Just a very quick note to mention that I’m on my way to Central Europe, and hope to update from there soon.   I’ll be teaching in Hungary, Romania, Macedonia, Hawaii, and Colorado in the next six weeks, and would appreciate prayers for effective communication, the freshness of the Kingdom message, and of course for all the issues of travel.

Hopefully this trip will be a respite for my spirit, which has been so heavy these past weeks.  There’s an unnamed fear that ambushes me daily in regard to America, and it’s been a constant battle to maintain hope in the midst of the “fundamental changes” in our freedoms, alliances, and national security.

Still… my confidence is in the promise of God’s Kingdom, and the Truth of His Word.   When everything else unravels at the seams, His promise and His Word remain.

____________________

Assigned task A
In the note about the teaching trip, why does the writer hope the trip will be a respite? Please answer in one to three sentences.
Assigned task B
Resume the note about the teaching trip after its final sentence and carry it on.

____________________

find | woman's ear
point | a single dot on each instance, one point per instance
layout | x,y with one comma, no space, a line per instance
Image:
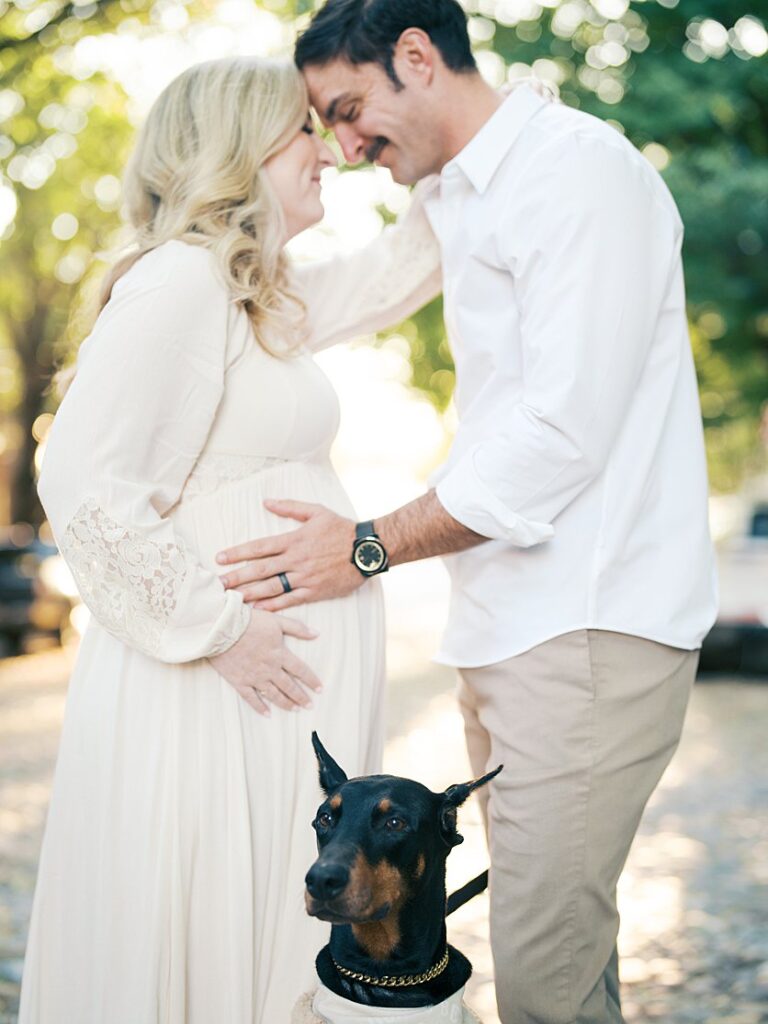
331,775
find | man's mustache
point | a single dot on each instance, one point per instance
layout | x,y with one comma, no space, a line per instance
374,151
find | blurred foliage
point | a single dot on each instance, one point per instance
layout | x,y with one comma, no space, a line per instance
686,81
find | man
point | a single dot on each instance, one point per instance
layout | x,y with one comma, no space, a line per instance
573,502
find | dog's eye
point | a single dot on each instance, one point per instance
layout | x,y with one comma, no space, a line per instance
394,824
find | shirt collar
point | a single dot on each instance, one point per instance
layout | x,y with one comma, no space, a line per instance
482,156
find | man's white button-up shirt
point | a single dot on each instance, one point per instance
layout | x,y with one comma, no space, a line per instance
580,450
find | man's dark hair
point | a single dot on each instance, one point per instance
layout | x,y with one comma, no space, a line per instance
367,32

____________________

Written response A
The writer's spirit has been heavy for the past weeks. An unnamed fear about America ambushes the writer daily, and keeping hope has been a constant battle amid the "fundamental changes" in freedoms, alliances, and national security.

Written response B
Pat Robertson and me

Scarcely a day goes by that I don’t say something I wish I could take back.   I had to remind myself of that this week when, in the midst of the horrible tragedy of the Haitian earthquake, Pat Robertson told his listening audience that Haiti had – at one time – made a pact with Satan.  As a follower of Jesus I want to distance myself from that kind of posturing.   Whether there’s any truth in that story or not, it’s like telling your children that the neighbors house has just burned down, but “don’t forget, the old man has always been an alcoholic.”

I haven’t the right to either excuse or judge Pat Robertson.  He’s an imperfect man just like me.  And the Bible explains that “If we could control our tongues we would be perfect and could also control ourselves in every other way.”  (James 3:2) But the fact that Pat is in the frightful position of having a microphone plugged into a worldwide television network presents a problem.

And it makes me want to clarify that Reverend Robertson doesn’t represent the hearts of most Christians I know.   This is not a time for sermonizing and theorizing about judgment.   It’s a time for grieving, giving, and prayer.  On the morning after the quake I found myself in a roomful of young people crying out to God on behalf of the Haitians and looking for ways to help.   That’s the kingdom response.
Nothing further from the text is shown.